> _Natural language region descriptions_
=== Begin Enclosure ===

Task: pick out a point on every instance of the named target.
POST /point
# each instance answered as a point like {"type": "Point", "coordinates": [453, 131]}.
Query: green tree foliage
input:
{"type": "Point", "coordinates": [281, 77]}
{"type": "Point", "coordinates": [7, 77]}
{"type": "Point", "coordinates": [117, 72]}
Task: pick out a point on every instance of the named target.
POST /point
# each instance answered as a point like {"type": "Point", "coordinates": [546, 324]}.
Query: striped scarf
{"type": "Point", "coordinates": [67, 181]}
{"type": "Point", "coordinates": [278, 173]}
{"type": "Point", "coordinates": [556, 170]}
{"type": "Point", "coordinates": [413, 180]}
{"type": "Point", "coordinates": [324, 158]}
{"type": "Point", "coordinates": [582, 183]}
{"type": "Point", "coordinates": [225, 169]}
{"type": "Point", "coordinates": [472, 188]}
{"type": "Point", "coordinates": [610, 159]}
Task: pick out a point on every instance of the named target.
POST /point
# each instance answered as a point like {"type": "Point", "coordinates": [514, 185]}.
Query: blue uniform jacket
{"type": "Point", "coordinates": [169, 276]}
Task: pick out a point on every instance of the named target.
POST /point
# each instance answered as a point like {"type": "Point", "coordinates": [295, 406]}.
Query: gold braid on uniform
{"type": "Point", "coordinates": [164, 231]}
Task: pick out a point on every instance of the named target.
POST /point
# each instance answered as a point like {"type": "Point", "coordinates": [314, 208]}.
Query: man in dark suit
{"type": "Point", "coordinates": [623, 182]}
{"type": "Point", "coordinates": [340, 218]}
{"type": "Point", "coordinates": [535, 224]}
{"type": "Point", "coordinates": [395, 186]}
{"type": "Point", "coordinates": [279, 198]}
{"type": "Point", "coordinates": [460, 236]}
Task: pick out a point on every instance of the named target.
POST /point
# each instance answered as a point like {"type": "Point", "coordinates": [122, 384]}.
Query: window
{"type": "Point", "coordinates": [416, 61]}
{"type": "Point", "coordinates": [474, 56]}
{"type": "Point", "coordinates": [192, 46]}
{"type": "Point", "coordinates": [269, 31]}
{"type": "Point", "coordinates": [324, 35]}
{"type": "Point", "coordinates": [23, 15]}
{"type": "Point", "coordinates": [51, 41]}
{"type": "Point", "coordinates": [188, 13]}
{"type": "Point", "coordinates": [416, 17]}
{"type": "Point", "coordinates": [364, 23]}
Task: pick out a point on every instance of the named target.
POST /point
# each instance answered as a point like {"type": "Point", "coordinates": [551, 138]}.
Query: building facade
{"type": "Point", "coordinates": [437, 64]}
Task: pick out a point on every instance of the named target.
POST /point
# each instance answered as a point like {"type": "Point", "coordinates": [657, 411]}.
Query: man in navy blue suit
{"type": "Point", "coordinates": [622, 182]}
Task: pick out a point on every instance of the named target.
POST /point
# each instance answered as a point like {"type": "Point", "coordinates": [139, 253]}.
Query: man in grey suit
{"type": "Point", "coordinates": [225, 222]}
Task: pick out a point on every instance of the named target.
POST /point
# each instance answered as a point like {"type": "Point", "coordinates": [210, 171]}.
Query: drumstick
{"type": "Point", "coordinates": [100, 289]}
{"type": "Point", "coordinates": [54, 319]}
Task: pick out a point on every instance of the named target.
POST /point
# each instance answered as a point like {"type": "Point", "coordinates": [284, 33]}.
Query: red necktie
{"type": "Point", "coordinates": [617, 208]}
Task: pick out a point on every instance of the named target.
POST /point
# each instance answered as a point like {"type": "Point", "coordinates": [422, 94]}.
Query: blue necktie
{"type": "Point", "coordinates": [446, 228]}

=== End Enclosure ===

> _The problem_
Please return every entry exactly as it appears.

> _Response for this exercise_
Task: pick out a point on every instance of the named target.
POST /point
# each instance answered as a point like {"type": "Point", "coordinates": [453, 131]}.
Query: green tree foliage
input:
{"type": "Point", "coordinates": [281, 77]}
{"type": "Point", "coordinates": [7, 77]}
{"type": "Point", "coordinates": [117, 72]}
Task: pick out a point on every instance of the named target.
POST /point
# each instance answered as a point like {"type": "Point", "coordinates": [546, 324]}.
Query: striped scarf
{"type": "Point", "coordinates": [67, 181]}
{"type": "Point", "coordinates": [278, 173]}
{"type": "Point", "coordinates": [556, 170]}
{"type": "Point", "coordinates": [413, 180]}
{"type": "Point", "coordinates": [324, 158]}
{"type": "Point", "coordinates": [582, 183]}
{"type": "Point", "coordinates": [225, 169]}
{"type": "Point", "coordinates": [472, 188]}
{"type": "Point", "coordinates": [610, 159]}
Task: pick out a point on every instance of the named target.
POST /point
# each instance answered as a point like {"type": "Point", "coordinates": [514, 185]}.
Query: blue uniform jacket
{"type": "Point", "coordinates": [169, 276]}
Task: pick out a point on every instance of the named target.
POST /point
# each instance answered as a point like {"type": "Point", "coordinates": [295, 406]}.
Query: gold braid on uniform
{"type": "Point", "coordinates": [164, 231]}
Task: pick out a point on every instance of the named target.
POST /point
# each instance answered as a point like {"type": "Point", "coordinates": [314, 208]}.
Query: man in dark suit
{"type": "Point", "coordinates": [623, 182]}
{"type": "Point", "coordinates": [340, 218]}
{"type": "Point", "coordinates": [535, 224]}
{"type": "Point", "coordinates": [395, 186]}
{"type": "Point", "coordinates": [279, 198]}
{"type": "Point", "coordinates": [460, 236]}
Task: pick out a point on every instance of the named target.
POST /point
# each instance answered as a point like {"type": "Point", "coordinates": [122, 384]}.
Query: window
{"type": "Point", "coordinates": [416, 61]}
{"type": "Point", "coordinates": [474, 56]}
{"type": "Point", "coordinates": [192, 46]}
{"type": "Point", "coordinates": [269, 31]}
{"type": "Point", "coordinates": [324, 35]}
{"type": "Point", "coordinates": [23, 15]}
{"type": "Point", "coordinates": [51, 41]}
{"type": "Point", "coordinates": [188, 13]}
{"type": "Point", "coordinates": [416, 17]}
{"type": "Point", "coordinates": [364, 23]}
Task: pick out a point on every instance of the named target.
POST /point
# each instance answered as a point like {"type": "Point", "coordinates": [551, 138]}.
Query: building facade
{"type": "Point", "coordinates": [437, 64]}
Task: pick out a point on every instance of the named target.
POST /point
# each instance answered as a point like {"type": "Point", "coordinates": [657, 411]}.
Query: man in navy blue suit
{"type": "Point", "coordinates": [622, 182]}
Task: pick out a point on every instance of the named target.
POST /point
# each instance answered as a point like {"type": "Point", "coordinates": [139, 253]}.
Query: man in grey suit
{"type": "Point", "coordinates": [225, 222]}
Task: pick out a point on every instance of the named target.
POST /point
# each instance answered as a point like {"type": "Point", "coordinates": [210, 171]}.
Query: drumstick
{"type": "Point", "coordinates": [100, 289]}
{"type": "Point", "coordinates": [54, 319]}
Task: pick out a point on every instance of the named target.
POST /point
# each instance answered as a point like {"type": "Point", "coordinates": [284, 33]}.
Query: red necktie
{"type": "Point", "coordinates": [617, 208]}
Task: pick out a point on every instance of the named target.
POST /point
# each instance answered as a point like {"type": "Point", "coordinates": [422, 94]}.
Query: blue necktie
{"type": "Point", "coordinates": [446, 228]}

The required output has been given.